| Assignment |
Only one number is expected here, namely how many lines of the entries below hold the string "black".
START The data
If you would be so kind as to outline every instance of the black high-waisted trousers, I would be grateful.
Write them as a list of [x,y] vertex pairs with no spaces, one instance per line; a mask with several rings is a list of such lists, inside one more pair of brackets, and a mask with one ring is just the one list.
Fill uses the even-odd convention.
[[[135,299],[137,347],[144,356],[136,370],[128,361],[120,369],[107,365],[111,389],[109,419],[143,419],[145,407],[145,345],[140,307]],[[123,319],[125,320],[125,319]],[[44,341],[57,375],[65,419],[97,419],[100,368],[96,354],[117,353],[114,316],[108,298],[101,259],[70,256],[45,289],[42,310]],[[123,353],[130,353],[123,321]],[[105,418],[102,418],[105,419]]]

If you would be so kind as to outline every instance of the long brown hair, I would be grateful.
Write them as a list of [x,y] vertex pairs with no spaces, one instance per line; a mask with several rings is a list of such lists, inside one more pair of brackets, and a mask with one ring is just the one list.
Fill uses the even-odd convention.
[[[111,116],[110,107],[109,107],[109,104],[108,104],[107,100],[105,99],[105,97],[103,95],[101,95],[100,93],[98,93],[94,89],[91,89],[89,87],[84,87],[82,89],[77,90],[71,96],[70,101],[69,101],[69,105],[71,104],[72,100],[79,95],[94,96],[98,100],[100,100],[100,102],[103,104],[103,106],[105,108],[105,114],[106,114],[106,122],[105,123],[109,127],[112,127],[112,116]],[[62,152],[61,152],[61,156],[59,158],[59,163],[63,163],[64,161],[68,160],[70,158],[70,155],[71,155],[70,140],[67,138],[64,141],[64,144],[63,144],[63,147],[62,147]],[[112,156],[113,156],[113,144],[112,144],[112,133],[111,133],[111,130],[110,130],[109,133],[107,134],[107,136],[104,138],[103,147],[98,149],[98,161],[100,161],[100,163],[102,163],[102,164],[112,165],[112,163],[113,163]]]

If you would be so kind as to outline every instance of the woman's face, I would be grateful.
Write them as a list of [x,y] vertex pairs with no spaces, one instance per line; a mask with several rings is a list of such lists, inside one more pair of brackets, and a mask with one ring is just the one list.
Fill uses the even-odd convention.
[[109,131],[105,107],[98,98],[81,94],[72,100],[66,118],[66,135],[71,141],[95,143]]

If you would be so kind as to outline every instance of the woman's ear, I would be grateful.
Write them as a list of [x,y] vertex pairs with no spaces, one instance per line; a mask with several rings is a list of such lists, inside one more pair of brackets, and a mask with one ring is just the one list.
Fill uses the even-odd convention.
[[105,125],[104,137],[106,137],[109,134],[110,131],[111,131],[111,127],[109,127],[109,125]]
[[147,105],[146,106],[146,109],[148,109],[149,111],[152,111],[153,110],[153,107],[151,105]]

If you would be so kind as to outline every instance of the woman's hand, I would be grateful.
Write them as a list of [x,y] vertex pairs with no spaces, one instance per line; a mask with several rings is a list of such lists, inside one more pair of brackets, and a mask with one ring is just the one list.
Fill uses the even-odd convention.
END The data
START The data
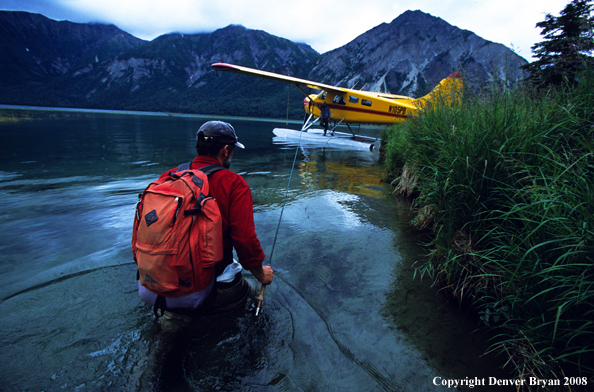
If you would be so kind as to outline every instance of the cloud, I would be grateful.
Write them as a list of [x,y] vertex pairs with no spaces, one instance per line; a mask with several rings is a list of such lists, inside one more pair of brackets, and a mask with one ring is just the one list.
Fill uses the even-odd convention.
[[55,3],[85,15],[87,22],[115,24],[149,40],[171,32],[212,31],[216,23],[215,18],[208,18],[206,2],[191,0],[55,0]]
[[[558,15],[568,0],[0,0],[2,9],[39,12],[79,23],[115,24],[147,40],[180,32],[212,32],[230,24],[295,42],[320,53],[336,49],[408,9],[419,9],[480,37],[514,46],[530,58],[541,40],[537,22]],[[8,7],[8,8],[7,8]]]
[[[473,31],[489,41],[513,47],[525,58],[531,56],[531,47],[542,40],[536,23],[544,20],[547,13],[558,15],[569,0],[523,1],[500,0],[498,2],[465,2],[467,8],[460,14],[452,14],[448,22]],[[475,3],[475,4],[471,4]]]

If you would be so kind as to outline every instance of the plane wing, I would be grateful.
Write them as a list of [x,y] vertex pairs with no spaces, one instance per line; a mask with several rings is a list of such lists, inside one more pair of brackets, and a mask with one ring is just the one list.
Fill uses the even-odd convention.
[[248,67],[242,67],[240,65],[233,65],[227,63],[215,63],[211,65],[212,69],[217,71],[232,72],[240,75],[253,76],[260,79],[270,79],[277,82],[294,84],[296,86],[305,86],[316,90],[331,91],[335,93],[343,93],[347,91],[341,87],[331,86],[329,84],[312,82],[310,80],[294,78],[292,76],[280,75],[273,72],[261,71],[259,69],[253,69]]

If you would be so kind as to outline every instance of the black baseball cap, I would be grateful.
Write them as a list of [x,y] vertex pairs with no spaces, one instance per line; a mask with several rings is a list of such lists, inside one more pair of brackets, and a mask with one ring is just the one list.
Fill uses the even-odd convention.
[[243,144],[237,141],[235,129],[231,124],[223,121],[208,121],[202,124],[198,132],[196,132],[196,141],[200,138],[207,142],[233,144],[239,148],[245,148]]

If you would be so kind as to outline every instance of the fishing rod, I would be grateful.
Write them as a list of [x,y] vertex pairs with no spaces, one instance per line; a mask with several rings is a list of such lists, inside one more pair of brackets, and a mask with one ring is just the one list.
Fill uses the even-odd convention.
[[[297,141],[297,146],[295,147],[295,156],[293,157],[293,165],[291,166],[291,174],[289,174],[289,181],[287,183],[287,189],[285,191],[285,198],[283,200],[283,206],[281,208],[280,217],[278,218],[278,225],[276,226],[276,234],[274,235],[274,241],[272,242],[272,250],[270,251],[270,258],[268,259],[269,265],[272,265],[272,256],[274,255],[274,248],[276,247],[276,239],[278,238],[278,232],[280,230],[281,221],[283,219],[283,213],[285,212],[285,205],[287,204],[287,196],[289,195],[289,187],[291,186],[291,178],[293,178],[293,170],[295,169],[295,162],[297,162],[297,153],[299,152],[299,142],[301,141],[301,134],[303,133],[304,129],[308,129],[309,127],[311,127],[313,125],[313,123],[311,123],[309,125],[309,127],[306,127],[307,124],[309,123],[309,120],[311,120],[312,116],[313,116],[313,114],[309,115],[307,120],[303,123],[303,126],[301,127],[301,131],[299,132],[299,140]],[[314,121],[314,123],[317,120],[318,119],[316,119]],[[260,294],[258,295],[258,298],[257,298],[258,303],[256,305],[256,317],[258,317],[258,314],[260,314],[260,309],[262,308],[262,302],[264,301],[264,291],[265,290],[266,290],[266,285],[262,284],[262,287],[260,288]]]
END The data
| Solved exercise |
2